• TEXTO PARA LEER:
Déjenme jugar, tengo prisa


Esta semana ha vuelto a servirse uno de esos fenómenos de masas que tanto gustan a los estadistas: a cada inicio de sesión en PSN y XboxLive me encontraba con una veintena de personas online jugando a The Witcher III: Wild Hunt, la nueva big thing de CD Projekt. Esto viene a ser el 80-85% de personas conectadas por sesión. Vamos, que está todo el mundo paseando a Geralt de Rivia por los magníficos senderos de la mandadería virtual. Mientras tanto, he dedicado mis tardes libres en jugar y completar Lifeless Planet, The Unfinished Swan, el Paper Mario de N64, Grim Fandango y el bello relato iñupiat Never Alone. A juego por día. No pretendo aleccionar sobre diversión/distribución temporal y demás conceptos tan personales como subjetivos, sino arrojar cierta perspectiva. Recuerden las jocosas palabras de Peter Gelencser, diseñador de niveles en el estudio polaco: «[…] whomever finishes the game in 100 hours will get a medal because it’s gonna be a speedrun, there’s a lot of content!».

• TU TAREA:
Según el texto sobre The Witcher III, responde:
(a) ¿Qué porcentaje de las personas conectadas por sesión jugaba a The Witcher III: Wild Hunt?
(b) ¿A qué ritmo se completaron Lifeless Planet, The Unfinished Swan y los demás títulos mencionados?
(c) ¿Qué cargo ocupa Peter Gelencser?
Basta con el texto para responder.

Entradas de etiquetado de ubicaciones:
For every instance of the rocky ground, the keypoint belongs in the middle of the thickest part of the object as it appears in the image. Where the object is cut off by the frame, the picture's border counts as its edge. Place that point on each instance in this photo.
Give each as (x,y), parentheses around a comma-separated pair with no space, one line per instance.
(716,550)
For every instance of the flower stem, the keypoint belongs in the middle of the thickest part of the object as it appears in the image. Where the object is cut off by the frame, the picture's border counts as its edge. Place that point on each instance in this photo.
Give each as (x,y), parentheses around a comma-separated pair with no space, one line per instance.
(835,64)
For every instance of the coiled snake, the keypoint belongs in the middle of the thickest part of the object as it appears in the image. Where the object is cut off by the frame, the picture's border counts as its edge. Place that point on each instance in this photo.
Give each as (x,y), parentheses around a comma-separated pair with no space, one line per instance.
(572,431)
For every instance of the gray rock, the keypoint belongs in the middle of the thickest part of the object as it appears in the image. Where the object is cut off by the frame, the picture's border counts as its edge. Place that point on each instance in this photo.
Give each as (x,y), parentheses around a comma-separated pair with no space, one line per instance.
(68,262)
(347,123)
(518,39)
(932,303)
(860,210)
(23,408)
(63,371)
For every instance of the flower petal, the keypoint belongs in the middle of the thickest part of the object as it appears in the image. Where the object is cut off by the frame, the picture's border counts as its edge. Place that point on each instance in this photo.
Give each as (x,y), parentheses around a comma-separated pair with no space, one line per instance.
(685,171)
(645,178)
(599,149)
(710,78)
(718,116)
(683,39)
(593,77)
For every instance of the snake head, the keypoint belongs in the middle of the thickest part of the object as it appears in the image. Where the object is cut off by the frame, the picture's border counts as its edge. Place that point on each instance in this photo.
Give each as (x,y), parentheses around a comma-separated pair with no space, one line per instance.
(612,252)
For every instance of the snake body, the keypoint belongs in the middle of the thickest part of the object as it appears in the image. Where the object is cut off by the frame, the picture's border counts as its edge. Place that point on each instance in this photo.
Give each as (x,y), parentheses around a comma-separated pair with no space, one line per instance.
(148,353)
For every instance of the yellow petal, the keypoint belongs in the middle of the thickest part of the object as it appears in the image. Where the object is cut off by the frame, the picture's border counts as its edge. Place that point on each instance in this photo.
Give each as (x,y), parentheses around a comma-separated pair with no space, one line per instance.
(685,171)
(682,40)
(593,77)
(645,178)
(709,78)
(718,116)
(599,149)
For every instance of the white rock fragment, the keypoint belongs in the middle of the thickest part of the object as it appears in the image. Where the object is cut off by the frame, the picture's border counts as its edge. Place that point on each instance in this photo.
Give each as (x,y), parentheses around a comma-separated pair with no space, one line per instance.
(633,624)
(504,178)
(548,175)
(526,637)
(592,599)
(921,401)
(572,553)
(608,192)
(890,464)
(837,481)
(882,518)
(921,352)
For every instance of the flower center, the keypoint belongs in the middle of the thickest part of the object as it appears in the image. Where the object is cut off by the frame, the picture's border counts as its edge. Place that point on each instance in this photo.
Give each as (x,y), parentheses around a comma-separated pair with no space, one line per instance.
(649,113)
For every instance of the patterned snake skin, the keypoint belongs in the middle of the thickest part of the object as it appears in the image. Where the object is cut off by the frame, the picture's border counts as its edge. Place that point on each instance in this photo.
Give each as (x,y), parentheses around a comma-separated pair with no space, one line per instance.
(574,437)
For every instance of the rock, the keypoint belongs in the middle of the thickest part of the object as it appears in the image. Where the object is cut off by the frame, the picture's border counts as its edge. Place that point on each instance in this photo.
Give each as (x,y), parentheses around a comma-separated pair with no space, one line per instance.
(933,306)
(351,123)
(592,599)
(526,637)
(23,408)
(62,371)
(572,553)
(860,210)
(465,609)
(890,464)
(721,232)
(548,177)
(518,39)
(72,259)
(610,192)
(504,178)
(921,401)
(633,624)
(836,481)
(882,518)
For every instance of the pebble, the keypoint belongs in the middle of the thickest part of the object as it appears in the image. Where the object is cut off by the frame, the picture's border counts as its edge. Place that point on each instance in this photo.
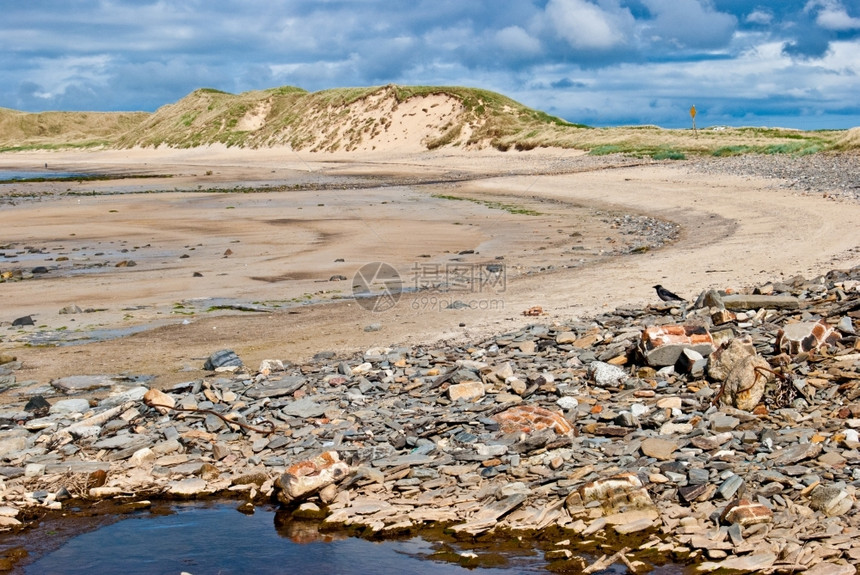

• RESULTADO:
(a) Entre el 80 y el 85 %.
(b) A un juego por día.
(c) Es diseñador de niveles en el estudio polaco.